**Stated problem**
Rescale the listing from the line containing "# draw the outline of every instance of the dining" through the end of the listing, both included, and repeat every line, requests too, with each outline coordinate in the answers multiplied by 2.6 and rounded to a whole number, halves rounding up. Leave the pictures out of your output.

— begin Dataset —

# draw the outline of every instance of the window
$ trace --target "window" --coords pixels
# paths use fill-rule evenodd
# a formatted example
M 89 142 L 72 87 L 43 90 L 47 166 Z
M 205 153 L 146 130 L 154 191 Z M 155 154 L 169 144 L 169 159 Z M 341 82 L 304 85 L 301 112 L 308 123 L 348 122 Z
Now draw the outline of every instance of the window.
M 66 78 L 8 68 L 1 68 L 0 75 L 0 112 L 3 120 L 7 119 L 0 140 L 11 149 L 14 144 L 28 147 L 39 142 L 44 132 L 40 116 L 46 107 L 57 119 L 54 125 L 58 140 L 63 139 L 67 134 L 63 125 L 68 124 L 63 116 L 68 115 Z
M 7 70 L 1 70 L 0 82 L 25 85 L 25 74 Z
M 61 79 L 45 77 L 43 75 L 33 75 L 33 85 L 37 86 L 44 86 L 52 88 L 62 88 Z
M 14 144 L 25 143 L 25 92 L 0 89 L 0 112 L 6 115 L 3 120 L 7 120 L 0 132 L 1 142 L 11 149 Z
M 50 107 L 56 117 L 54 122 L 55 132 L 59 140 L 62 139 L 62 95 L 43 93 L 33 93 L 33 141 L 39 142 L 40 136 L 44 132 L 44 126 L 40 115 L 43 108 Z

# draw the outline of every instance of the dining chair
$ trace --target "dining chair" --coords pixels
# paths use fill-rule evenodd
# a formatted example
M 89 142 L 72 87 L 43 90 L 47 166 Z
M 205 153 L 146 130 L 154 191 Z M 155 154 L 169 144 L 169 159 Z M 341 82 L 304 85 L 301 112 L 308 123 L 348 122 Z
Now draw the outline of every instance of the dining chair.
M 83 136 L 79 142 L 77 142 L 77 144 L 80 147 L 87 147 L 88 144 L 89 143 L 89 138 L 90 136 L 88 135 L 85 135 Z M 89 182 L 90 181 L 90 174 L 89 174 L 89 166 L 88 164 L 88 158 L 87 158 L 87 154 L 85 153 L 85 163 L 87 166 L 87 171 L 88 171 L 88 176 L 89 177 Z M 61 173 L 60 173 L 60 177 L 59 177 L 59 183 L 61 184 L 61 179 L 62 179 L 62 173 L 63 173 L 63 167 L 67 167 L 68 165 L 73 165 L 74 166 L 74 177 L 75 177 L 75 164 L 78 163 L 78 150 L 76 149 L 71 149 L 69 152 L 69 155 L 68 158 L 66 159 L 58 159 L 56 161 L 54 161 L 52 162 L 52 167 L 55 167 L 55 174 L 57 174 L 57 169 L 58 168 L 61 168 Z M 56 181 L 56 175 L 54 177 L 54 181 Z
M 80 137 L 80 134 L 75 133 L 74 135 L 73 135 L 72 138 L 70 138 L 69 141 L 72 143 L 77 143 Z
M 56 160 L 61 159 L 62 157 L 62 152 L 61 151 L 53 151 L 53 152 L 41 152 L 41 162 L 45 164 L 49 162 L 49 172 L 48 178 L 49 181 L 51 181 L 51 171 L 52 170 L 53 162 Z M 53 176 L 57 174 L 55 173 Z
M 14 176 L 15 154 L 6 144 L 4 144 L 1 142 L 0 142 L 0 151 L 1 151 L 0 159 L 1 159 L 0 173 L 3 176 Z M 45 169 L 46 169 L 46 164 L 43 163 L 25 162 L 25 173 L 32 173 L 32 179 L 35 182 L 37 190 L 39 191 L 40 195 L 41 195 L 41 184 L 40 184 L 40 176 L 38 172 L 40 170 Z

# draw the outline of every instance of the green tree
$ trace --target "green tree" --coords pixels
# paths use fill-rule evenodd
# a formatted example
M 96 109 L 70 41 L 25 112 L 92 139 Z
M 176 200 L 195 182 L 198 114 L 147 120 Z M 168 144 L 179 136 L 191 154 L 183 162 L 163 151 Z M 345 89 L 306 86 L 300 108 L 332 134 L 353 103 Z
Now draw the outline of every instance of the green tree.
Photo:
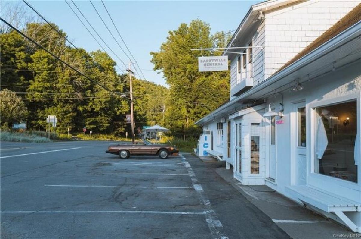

— end Dataset —

**Finished answer**
# draw the outline of every instance of the dining chair
$ trace --target "dining chair" --coords pixels
# paths use fill-rule evenodd
# a formatted example
M 89 142 L 72 87 L 43 90 L 47 166 Z
M 205 153 L 146 130 L 154 191 Z M 155 154 L 169 144 L 169 159 Z M 341 82 L 304 85 L 301 112 L 308 123 L 348 122 Z
Now draw the outline of every instance of the dining chair.
M 216 354 L 205 369 L 200 369 L 200 374 L 208 382 L 226 382 L 229 374 L 231 372 L 231 359 L 234 354 L 229 351 L 221 351 Z M 231 473 L 234 471 L 234 452 L 231 452 L 231 432 L 229 426 L 229 411 L 226 411 L 226 400 L 221 398 L 221 424 L 226 432 L 226 445 L 229 445 L 229 458 L 231 460 Z M 159 450 L 156 450 L 156 460 L 153 460 L 153 476 L 159 478 L 159 465 L 161 465 L 161 450 L 164 450 L 164 434 L 174 434 L 177 429 L 190 429 L 192 432 L 192 460 L 195 460 L 195 426 L 203 424 L 203 390 L 198 387 L 185 387 L 179 395 L 179 403 L 177 411 L 172 413 L 151 413 L 146 419 L 140 419 L 135 421 L 135 434 L 143 434 L 143 452 L 148 452 L 148 439 L 151 437 L 159 437 Z M 146 471 L 146 455 L 140 460 L 140 471 Z
M 208 356 L 208 348 L 195 346 L 192 351 L 190 351 L 187 359 L 182 359 L 179 367 L 187 372 L 200 372 Z
M 146 416 L 159 413 L 161 408 L 161 395 L 159 393 L 138 393 L 138 395 L 107 395 L 107 421 L 117 426 L 127 421 L 127 447 L 125 463 L 127 471 L 133 471 L 133 445 L 135 442 L 138 421 Z M 138 458 L 148 452 L 143 450 Z
M 36 458 L 39 400 L 16 374 L 10 374 L 3 369 L 0 369 L 0 393 L 3 393 L 0 413 L 3 413 L 0 450 L 8 458 Z M 117 439 L 120 439 L 120 426 L 112 424 L 65 421 L 65 450 L 83 450 L 83 465 L 91 473 L 96 494 L 101 497 L 104 507 L 107 507 L 107 478 L 104 478 L 104 458 L 99 447 L 104 442 Z

# draw the outline of every instance of the green tree
$ trace --target "green tree" --coords pixels
# paths use fill-rule evenodd
# a formatted example
M 96 109 L 70 41 L 25 112 L 92 139 Z
M 176 200 L 195 182 L 198 114 L 147 120 Z M 168 144 L 179 136 L 191 154 L 183 162 L 163 151 Z M 345 89 L 306 86 L 300 108 L 332 134 L 353 103 Z
Now draw the outline of every instance of the green tree.
Photo:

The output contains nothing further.